◆ **STATED TASK**
Answer these from the text on Roman women's benefactions and religious life:
1. Which four groups of women took part in civic munificence through food gifts, according to Wen's findings?
2. What three categories emerge in Mech's study of Roman Dalmatia?
3. To whom were the votive inscriptions from Salona dedicated?

This theme of Roman female spending, then, continues but shifts to celebrations of life. In “Spending on Public Feasts: Female Benefactors in the Cities of the Roman West,” Shanshan Wen regards the understudied topic of female food gifts to local communities. The main questions are the following: who were these women, why did they participate in these schemes, and why were they able to do so in the first place? The findings show that this type of civic munificence entailed “women of senatorial rank, women related to men of equestrian rank, women from municipal elite families, and freedwomen” (173). As in the other contributions, relative scarce epigraphic sources are considered, in this case to explain the differences between “municipal patronage and civic munificence” (177). The occasions on which these patronae engaged in these food benefactions turn out to include responses to honours such as religious appointments, celebrations of birthdays and memorials, and dedications of public construction projects. As with many of the female endeavours in this chapter, the reasons for such acts could range to acting for one’s own fulfilment or that of one’s family (these two types of prestige are not mutually exclusive).
“Significant Women in the Religious Life of Roman Dalmatia” then turns towards the eastern and religious sphere, as Anna Mech employs epigraphic evidence to examine female religiosity in the provinces, e.g., in Liburnia, Asseria, and Narona. Three categories emerge: from imperial cult (often connected to Livia, Diva Augusta, with examples such as Iulia Tertulla), public religious office, and elite religious munificence. The votive inscriptions from Salona dedicated to Magna Mater are of particular interest. On the basis of these examples, Mech concludes that the Dalmatian women were able to act within the parameters of female agency set out as the theoretical framework of this volume.

◆ **EXCERPTED DATA**

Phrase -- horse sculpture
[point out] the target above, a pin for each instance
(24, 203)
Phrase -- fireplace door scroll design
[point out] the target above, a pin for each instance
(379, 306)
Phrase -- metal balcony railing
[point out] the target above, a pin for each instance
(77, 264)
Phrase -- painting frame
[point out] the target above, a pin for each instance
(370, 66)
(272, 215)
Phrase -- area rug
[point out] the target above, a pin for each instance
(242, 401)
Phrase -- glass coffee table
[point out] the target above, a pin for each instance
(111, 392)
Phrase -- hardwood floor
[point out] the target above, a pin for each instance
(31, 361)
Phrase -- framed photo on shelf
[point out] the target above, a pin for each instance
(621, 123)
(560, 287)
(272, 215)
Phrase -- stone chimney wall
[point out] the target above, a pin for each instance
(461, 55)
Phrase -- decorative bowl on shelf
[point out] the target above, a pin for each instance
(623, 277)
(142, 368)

* * *

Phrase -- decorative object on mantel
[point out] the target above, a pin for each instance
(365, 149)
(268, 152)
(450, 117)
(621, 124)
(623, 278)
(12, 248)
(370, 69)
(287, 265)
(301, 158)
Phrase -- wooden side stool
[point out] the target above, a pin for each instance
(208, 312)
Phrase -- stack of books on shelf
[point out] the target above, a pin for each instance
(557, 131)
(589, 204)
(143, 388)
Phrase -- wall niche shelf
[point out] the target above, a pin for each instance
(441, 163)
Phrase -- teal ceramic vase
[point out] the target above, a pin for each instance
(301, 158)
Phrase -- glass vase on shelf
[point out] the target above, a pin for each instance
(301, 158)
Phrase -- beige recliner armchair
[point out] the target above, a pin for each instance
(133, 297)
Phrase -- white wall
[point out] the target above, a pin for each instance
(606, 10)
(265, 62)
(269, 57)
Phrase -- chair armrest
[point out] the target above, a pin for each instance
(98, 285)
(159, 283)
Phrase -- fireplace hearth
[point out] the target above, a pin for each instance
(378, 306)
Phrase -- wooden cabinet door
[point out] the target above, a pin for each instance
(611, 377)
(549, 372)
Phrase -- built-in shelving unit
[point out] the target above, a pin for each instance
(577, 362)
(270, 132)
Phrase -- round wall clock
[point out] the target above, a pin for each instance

◆ **OUTPUT OF THE EXERCISE**
1. Women of senatorial rank, women related to men of equestrian rank, women from municipal elite families, and freedwomen.
2. Imperial cult, public religious office, and elite religious munificence.
3. Magna Mater.